[START TASK DATA]

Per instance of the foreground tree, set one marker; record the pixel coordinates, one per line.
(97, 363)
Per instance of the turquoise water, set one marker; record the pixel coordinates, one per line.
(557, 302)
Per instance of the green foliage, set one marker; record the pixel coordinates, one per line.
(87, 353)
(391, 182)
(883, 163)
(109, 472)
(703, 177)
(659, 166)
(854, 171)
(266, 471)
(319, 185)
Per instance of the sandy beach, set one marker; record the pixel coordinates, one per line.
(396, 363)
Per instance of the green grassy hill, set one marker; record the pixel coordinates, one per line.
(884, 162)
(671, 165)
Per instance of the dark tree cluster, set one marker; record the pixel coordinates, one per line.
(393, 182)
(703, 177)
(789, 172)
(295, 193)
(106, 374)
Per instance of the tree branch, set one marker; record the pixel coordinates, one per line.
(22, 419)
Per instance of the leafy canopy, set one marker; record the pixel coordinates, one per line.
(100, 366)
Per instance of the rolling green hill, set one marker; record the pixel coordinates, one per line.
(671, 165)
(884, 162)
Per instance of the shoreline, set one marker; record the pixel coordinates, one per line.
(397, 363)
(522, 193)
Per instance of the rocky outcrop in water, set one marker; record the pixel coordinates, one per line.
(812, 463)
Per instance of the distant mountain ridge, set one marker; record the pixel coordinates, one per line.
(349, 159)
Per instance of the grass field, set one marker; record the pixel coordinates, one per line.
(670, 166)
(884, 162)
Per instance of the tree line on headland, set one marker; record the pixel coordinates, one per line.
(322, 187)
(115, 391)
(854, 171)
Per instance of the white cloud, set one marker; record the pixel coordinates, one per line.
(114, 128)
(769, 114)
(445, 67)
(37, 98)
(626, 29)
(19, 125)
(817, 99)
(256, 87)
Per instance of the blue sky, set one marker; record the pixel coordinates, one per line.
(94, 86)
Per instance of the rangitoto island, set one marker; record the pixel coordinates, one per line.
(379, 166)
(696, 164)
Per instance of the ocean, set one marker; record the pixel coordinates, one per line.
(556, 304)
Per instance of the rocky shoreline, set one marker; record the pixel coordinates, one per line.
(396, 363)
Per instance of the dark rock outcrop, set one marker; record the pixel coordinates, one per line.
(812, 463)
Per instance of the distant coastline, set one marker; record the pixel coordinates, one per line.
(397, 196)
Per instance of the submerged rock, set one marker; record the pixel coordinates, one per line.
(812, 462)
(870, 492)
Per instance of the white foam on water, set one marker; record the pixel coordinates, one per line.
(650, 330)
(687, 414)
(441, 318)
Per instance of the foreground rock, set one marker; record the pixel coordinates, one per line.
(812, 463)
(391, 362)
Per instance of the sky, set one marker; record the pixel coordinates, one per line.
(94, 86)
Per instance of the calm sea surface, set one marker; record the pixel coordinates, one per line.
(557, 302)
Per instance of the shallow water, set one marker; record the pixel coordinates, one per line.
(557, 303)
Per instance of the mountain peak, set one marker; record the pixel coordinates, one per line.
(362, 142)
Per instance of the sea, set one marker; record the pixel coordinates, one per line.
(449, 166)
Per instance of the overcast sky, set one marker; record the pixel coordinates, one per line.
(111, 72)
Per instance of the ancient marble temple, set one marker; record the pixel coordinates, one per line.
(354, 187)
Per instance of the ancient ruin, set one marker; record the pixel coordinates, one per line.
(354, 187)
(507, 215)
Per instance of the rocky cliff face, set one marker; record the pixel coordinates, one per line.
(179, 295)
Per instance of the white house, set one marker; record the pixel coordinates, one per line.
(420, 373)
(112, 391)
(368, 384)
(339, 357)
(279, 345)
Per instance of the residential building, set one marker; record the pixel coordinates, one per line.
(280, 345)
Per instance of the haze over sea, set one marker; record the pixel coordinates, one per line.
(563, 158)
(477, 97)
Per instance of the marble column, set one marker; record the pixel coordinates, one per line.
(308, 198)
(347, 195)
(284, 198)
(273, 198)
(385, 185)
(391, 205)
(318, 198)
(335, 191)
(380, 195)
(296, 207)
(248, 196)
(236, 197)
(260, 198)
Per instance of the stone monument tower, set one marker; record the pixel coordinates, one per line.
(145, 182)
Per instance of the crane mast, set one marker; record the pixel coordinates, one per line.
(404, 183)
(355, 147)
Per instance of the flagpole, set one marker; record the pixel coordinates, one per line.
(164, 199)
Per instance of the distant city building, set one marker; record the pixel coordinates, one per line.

[END TASK DATA]

◆ **EXERCISE OBJECTIVE**: All of the entries must be quoted exactly; please include each one.

◆ **ANSWER IN FULL**:
Per instance of the foreground tree, set one marker; record the pixel coordinates, one per line.
(97, 363)
Per instance of the turquoise water, set one marker; record the pixel coordinates, one per line.
(557, 302)
Per instance of the green foliage, set one marker; record the pixel coordinates, one per line.
(87, 353)
(391, 182)
(883, 163)
(109, 472)
(703, 177)
(659, 166)
(854, 171)
(266, 471)
(319, 185)
Per instance of the sandy beach, set one marker; record the pixel coordinates, one per line.
(396, 363)
Per instance of the green grassy hill, set one marker; record the pixel coordinates, one per line.
(884, 162)
(671, 165)
Per instance of the dark tree cluster, set one marker; record the pixel coordinates, one per line.
(393, 182)
(703, 177)
(789, 172)
(295, 193)
(106, 374)
Per instance of the tree branch, set one marker; record the pixel coordinates, one per line.
(22, 419)
Per instance of the leafy canopy, set one marker; record the pixel coordinates, one per line.
(100, 366)
Per instance of the rolling green hill, set one marker; record the pixel coordinates, one per line.
(671, 165)
(884, 162)
Per instance of the shoreline, set one marker; record the pixel coordinates, one per line.
(397, 363)
(522, 193)
Per instance of the rocky outcrop in water, set one marker; record the pixel coordinates, one per line.
(812, 463)
Per instance of the distant mountain ridge, set one marker; record the pixel coordinates, one per line.
(349, 159)
Per instance of the grass field, set one marker; record the pixel coordinates, one per line.
(670, 166)
(884, 162)
Per instance of the tree line on headland, set one marker; record the pixel coordinates, one per line.
(322, 187)
(115, 391)
(854, 171)
Per instance of the white cloud, set one marker; record the pixel coordinates, one per line.
(114, 128)
(769, 114)
(445, 67)
(37, 98)
(626, 29)
(19, 125)
(817, 99)
(256, 87)
Per instance of the blue sky, set one marker; record the pixel coordinates, one per line.
(94, 86)
Per instance of the rangitoto island, set one marker; record the pixel coordinates, one per line.
(379, 166)
(696, 164)
Per instance of the ocean, set one marker; record the pixel coordinates, one per line.
(556, 304)
Per instance of the rocky shoreline, set one marker; record the pixel coordinates, one per line.
(396, 363)
Per instance of the dark rock outcrop, set one marker; record the pixel coordinates, one per line.
(812, 463)
Per instance of the distant coastline, set one marker; record the pixel coordinates, one per line.
(397, 196)
Per instance of the submerged rock, set one marker; record the pixel coordinates, one per line.
(812, 462)
(870, 492)
Per instance of the white foam on water, set one marker; record the pixel coordinates, one per line.
(650, 330)
(687, 414)
(441, 318)
Per instance of the foreground rock, set one marker; record the pixel coordinates, one per line.
(812, 463)
(391, 362)
Per instance of the sky, set one marker; record the pixel coordinates, one per line.
(94, 86)
Per instance of the calm sea surface, set one marker; record the pixel coordinates, one per line.
(557, 302)
Per instance of the shallow water, set one marker; record the pixel coordinates, one per line.
(557, 303)
Per instance of the mountain peak, set one marker; record the pixel coordinates, one per line.
(362, 142)
Per instance of the sea, set one marker; record the pixel coordinates, one per line.
(449, 166)
Per instance of the overcast sky, set one marker; record the pixel coordinates, one per line.
(111, 72)
Per instance of the ancient marble temple, set one marker; record the pixel coordinates, one per line.
(354, 187)
Per instance of the ancient ruin, set one marker; record the pixel coordinates, one per line.
(354, 187)
(507, 215)
Per instance of the rocky cliff face, set one marker; record the pixel coordinates, one per line.
(179, 295)
Per instance of the white house, set one marker; record the pixel coordinates, one per line.
(420, 373)
(112, 391)
(368, 384)
(339, 357)
(279, 345)
Per instance of the residential building, set one marker; record the pixel coordinates, one per line.
(280, 345)
Per instance of the haze over sea, set one marker; record the pixel coordinates, one per line.
(563, 158)
(477, 97)
Per instance of the marble column, set one marker; record the pixel coordinates, one per line.
(308, 198)
(347, 195)
(284, 198)
(273, 198)
(385, 185)
(391, 205)
(318, 198)
(335, 191)
(380, 195)
(296, 207)
(248, 196)
(236, 197)
(260, 198)
Per instance of the stone monument tower, set one marker; record the pixel coordinates, one per line.
(145, 182)
Per instance of the crane mast, set one marker; record the pixel coordinates, one per line.
(404, 183)
(355, 147)
Per instance of the flagpole, set one marker; record the pixel coordinates, one per line.
(164, 199)
Per instance of the distant city building, set one marker; record the pixel coordinates, one per line.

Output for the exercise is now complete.